--- DIRECTION ---
Revise the material that follows by changing every "bounding box" to "box coordinates", and leave everything else untouched.

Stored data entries
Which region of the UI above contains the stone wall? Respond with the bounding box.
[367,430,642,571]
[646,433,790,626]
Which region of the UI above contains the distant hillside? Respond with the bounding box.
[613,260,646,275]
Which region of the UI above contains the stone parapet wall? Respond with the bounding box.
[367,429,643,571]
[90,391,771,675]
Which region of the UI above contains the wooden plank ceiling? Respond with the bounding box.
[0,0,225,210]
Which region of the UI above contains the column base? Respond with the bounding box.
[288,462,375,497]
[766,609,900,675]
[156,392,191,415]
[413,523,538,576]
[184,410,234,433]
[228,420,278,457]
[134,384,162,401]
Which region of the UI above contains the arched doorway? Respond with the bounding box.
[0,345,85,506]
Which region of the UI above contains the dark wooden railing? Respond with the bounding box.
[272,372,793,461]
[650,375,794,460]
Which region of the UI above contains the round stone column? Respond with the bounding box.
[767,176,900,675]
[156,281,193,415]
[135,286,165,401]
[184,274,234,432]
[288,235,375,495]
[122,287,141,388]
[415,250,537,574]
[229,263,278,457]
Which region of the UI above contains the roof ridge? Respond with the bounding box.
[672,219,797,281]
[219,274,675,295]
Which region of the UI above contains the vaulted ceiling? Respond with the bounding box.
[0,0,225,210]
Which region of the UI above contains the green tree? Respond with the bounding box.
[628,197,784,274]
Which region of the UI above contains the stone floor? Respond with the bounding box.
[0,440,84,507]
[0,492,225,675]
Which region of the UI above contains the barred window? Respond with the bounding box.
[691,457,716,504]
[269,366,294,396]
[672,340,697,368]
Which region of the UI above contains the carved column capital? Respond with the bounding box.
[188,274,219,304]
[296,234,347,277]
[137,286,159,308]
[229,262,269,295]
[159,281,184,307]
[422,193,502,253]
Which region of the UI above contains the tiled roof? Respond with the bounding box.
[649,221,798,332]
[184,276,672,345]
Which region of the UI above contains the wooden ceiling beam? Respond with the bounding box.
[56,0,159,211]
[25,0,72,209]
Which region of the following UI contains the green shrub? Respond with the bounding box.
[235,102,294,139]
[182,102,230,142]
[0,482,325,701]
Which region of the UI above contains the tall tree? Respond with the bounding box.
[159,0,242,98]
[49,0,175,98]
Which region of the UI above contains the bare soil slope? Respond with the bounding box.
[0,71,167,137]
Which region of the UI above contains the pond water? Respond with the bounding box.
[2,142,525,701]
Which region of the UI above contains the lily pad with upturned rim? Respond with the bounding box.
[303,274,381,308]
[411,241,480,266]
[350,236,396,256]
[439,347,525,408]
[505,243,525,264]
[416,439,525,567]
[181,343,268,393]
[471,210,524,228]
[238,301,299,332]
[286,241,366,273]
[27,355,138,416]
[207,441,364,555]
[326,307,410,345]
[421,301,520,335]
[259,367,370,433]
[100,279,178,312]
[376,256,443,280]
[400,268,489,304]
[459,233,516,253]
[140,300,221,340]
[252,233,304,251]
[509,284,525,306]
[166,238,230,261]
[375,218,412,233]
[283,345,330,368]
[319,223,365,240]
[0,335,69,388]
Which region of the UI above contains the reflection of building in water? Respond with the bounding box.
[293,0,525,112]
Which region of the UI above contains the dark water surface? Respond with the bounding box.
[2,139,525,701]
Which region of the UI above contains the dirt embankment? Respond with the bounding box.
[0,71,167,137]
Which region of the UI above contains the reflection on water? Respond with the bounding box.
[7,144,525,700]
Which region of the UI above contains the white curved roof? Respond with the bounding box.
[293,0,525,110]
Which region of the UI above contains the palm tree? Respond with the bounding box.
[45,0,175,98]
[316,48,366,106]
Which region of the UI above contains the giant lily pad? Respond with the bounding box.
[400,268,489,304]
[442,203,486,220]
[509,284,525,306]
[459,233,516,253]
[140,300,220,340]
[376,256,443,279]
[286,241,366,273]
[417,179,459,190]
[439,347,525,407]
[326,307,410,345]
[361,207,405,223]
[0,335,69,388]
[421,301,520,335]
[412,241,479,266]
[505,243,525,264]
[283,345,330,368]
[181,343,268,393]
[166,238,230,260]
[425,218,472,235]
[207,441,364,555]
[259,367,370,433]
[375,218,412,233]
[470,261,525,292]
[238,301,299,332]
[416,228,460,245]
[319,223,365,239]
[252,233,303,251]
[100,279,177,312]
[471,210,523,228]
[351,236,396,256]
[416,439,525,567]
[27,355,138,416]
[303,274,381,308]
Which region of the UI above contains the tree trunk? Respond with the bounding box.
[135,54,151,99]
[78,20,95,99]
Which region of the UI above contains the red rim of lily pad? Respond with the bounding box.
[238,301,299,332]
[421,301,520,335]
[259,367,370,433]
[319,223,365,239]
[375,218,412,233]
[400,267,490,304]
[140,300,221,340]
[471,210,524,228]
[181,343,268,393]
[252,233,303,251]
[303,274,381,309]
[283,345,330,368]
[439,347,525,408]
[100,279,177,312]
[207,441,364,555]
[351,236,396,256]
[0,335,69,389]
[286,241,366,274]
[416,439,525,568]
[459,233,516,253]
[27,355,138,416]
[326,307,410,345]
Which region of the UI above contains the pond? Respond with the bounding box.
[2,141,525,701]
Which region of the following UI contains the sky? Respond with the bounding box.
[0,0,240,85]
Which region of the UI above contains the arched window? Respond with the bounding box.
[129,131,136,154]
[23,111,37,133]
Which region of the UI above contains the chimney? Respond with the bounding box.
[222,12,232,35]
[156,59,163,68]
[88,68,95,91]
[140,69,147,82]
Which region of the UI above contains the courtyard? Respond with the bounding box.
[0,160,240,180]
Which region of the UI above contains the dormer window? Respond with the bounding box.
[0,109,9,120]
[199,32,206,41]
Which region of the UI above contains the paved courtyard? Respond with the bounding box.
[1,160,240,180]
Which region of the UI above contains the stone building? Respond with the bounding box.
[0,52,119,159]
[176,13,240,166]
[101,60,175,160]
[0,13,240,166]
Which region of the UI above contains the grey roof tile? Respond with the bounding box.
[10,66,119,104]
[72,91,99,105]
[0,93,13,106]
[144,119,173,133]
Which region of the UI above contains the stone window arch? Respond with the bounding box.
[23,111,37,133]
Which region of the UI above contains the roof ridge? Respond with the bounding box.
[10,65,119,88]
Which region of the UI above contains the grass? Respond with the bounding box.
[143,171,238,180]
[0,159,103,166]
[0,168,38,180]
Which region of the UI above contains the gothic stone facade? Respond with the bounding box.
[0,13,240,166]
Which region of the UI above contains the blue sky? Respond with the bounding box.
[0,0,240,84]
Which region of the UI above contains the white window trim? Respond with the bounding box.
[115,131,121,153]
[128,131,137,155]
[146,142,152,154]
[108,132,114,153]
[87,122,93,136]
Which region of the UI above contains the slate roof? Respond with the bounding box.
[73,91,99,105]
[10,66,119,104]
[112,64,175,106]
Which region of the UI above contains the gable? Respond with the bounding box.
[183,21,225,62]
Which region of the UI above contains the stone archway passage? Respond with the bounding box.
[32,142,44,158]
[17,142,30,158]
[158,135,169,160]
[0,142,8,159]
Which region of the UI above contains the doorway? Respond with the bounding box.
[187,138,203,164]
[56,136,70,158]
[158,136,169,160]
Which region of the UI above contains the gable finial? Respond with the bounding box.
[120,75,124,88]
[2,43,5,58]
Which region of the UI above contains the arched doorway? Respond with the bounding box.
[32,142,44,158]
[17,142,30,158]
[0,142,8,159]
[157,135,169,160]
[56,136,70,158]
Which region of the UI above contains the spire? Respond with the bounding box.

--- ANSWER ---
Which region of the UI above contains the stone wall? Respond with the box coordinates.
[367,430,642,571]
[646,433,790,626]
Which region of the UI above contains the distant hillside? Respond with the box coordinates.
[613,260,646,275]
Which region of the UI above contains the stone parapet wall? Respond with the box coordinates.
[367,429,643,571]
[90,391,771,675]
Which region of the UI above contains the wooden plank ceiling? Respond with the box coordinates.
[0,0,225,210]
Which region of the UI above contains the column base? Respond with the box coordinates.
[288,462,375,497]
[766,609,900,675]
[156,392,191,415]
[413,523,538,576]
[184,410,234,433]
[228,420,278,457]
[134,384,162,401]
Which region of the UI above contains the arched doorway? Respond with the box coordinates.
[0,345,85,506]
Which region of the UI above contains the dark wooden railing? Respond with the box coordinates.
[272,372,793,461]
[650,375,794,460]
Which region of the UI above contains the round stone column? Respond with the box coordinates.
[767,176,900,675]
[156,281,193,415]
[135,286,165,401]
[184,274,234,432]
[288,235,375,495]
[122,287,141,388]
[415,250,537,574]
[229,263,278,457]
Which region of the UI above contains the roof ridge? Respond with the box coordinates.
[672,219,797,281]
[219,274,675,295]
Which region of the UI above contains the vaulted ceiling? Respond with the box coordinates.
[0,0,225,210]
Which region of the UI above contains the green tree? Respond with the box coordinates.
[628,197,784,274]
Which region of the UI above contains the stone floor? Respond with the box coordinates.
[0,440,84,507]
[0,492,225,675]
Which region of the UI above contains the barred window? Respond with the box coordinates.
[691,457,716,504]
[269,366,294,396]
[672,340,697,368]
Which region of the UI above contains the carved column capital? Respond with the box coordinates.
[188,274,219,304]
[296,234,347,277]
[137,286,159,308]
[229,262,269,295]
[159,281,184,307]
[422,193,502,253]
Which region of the UI above contains the tiled roof? Respond with the box coordinates.
[649,221,798,332]
[184,276,672,345]
Which region of the UI above contains the wooden ceiling beam? Respond with the box coordinates.
[56,0,159,211]
[25,0,72,209]
Which region of the following UI contains the green shrub? Respond with the box coordinates.
[235,102,294,139]
[182,102,230,142]
[0,482,325,701]
Which region of the UI above contains the tall tree? Respond with the box coordinates.
[159,0,242,98]
[49,0,175,98]
Which region of the UI above contains the bare soil slope? Respond with the box coordinates.
[0,71,167,137]
Which region of the UI above contains the pond water? Respond with the box coordinates.
[2,142,525,701]
Which region of the UI above contains the lily pad with upturned rim? Respond with the box coordinates.
[303,274,381,308]
[411,241,480,266]
[350,236,396,256]
[439,347,525,408]
[505,243,525,264]
[416,439,525,567]
[181,343,268,393]
[471,210,524,228]
[238,301,299,332]
[286,241,366,273]
[27,355,138,416]
[207,441,364,555]
[326,307,410,345]
[421,301,520,335]
[259,367,370,433]
[100,279,178,312]
[376,256,443,280]
[400,268,489,304]
[459,233,516,253]
[140,300,221,340]
[252,233,304,251]
[509,284,525,306]
[166,238,230,261]
[375,218,412,233]
[283,345,330,368]
[319,223,365,240]
[0,335,69,388]
Which region of the UI above contains the reflection of building in water? Respond with the box coordinates.
[293,0,525,112]
Which region of the UI above contains the dark water surface? Respond with the box coordinates.
[2,139,525,701]
Which region of the UI above contains the dirt embankment? Respond with the box coordinates.
[0,71,167,137]
Which region of the UI above contains the reflection on water? Respond with the box coordinates.
[7,144,525,700]
Which region of the UI above contains the white curved roof? Respond with the box coordinates.
[293,0,525,110]
Which region of the UI above contains the palm tree? Respond with the box coordinates.
[45,0,175,98]
[316,48,366,106]
Which region of the UI above contains the giant lily pad? Respond with the box coordinates.
[400,268,489,304]
[442,203,486,220]
[509,284,525,306]
[459,233,516,253]
[140,300,220,340]
[376,256,443,279]
[286,241,366,273]
[417,179,459,190]
[439,347,525,407]
[326,307,410,345]
[361,207,405,223]
[0,335,69,388]
[421,301,520,335]
[412,241,479,266]
[505,243,525,264]
[283,345,330,368]
[181,343,268,393]
[166,238,230,260]
[425,218,472,235]
[207,441,364,555]
[259,367,370,433]
[375,218,412,233]
[470,261,525,292]
[238,301,299,332]
[416,228,460,245]
[319,223,365,239]
[252,233,303,251]
[100,279,177,312]
[471,210,523,228]
[351,236,396,256]
[416,439,525,567]
[27,355,138,416]
[303,274,381,308]
Which region of the UI above contains the tree trunk? Respond with the box coordinates.
[135,54,151,99]
[78,20,95,99]
Which region of the UI above contains the red rim of lily pad? Respond with the box coordinates.
[238,301,299,332]
[421,301,520,335]
[259,367,370,433]
[319,223,365,239]
[375,218,412,233]
[400,267,490,304]
[140,300,221,340]
[471,210,524,228]
[181,343,268,393]
[252,233,303,251]
[303,274,381,309]
[283,345,330,368]
[439,347,525,408]
[100,279,177,312]
[207,441,364,555]
[351,236,396,256]
[0,335,69,389]
[286,241,366,274]
[416,439,525,568]
[459,233,516,253]
[27,355,138,416]
[326,307,410,345]
Which region of the UI above contains the pond? Respond with the box coordinates.
[2,141,525,701]
Which region of the following UI contains the sky? Respond with the box coordinates.
[0,0,240,85]
Which region of the UI above contains the arched window? Respond with the box coordinates.
[129,131,136,154]
[23,111,37,133]
Which region of the UI above contains the chimney? Respond with the box coordinates.
[222,12,232,35]
[156,59,163,68]
[88,68,95,91]
[140,69,147,82]
Which region of the UI above contains the courtyard? Respond with the box coordinates.
[0,160,240,180]
Which region of the UI above contains the dormer window? Respond with the box coordinates.
[0,109,9,120]
[199,32,206,41]
Which region of the UI above contains the paved courtyard? Respond with the box coordinates.
[1,160,240,180]
Which region of the UI above contains the stone building? Respond with the box coordinates.
[0,52,119,159]
[176,13,240,166]
[101,60,175,160]
[0,13,240,166]
Which region of the UI above contains the grey roof tile? Respond with the box coordinates.
[10,66,119,104]
[72,91,99,105]
[0,93,13,106]
[144,119,173,133]
Which region of the UI above contains the stone window arch? Respond with the box coordinates.
[23,111,37,133]
Which region of the UI above contains the roof ridge? Respond with the box coordinates.
[10,65,119,88]
Which region of the UI above contains the grass? Respond with the box coordinates.
[143,171,238,180]
[0,159,103,166]
[0,168,38,180]
Which region of the UI above contains the gothic stone facade? Respond with the box coordinates.
[0,13,240,166]
Which region of the UI above contains the blue sky? Respond with the box coordinates.
[0,0,240,84]
Which region of the UI above contains the white window trim? Respond with the box coordinates.
[115,131,121,153]
[128,131,137,155]
[146,142,152,154]
[108,132,114,153]
[87,122,93,136]
Which region of the UI above contains the slate roof? Respond with the box coordinates.
[73,91,99,105]
[10,66,119,104]
[112,64,175,106]
Which region of the UI above contains the gable? Respond with the box coordinates.
[183,21,225,62]
Which region of the UI above contains the stone archway passage? Respond with the box coordinates.
[32,142,44,158]
[17,142,30,158]
[158,135,169,160]
[0,142,8,159]
Which region of the UI above contains the doorway? Respond with the box coordinates.
[187,138,203,164]
[56,136,70,158]
[158,136,169,160]
Which region of the UI above contains the gable finial? Respond with the box coordinates.
[120,75,124,88]
[2,43,5,58]
Which region of the UI above contains the arched doorway? Respond with the box coordinates.
[32,142,44,158]
[17,142,30,158]
[0,142,8,159]
[157,135,169,160]
[56,136,70,158]
Which region of the UI above contains the spire? Respond with the box coordinates.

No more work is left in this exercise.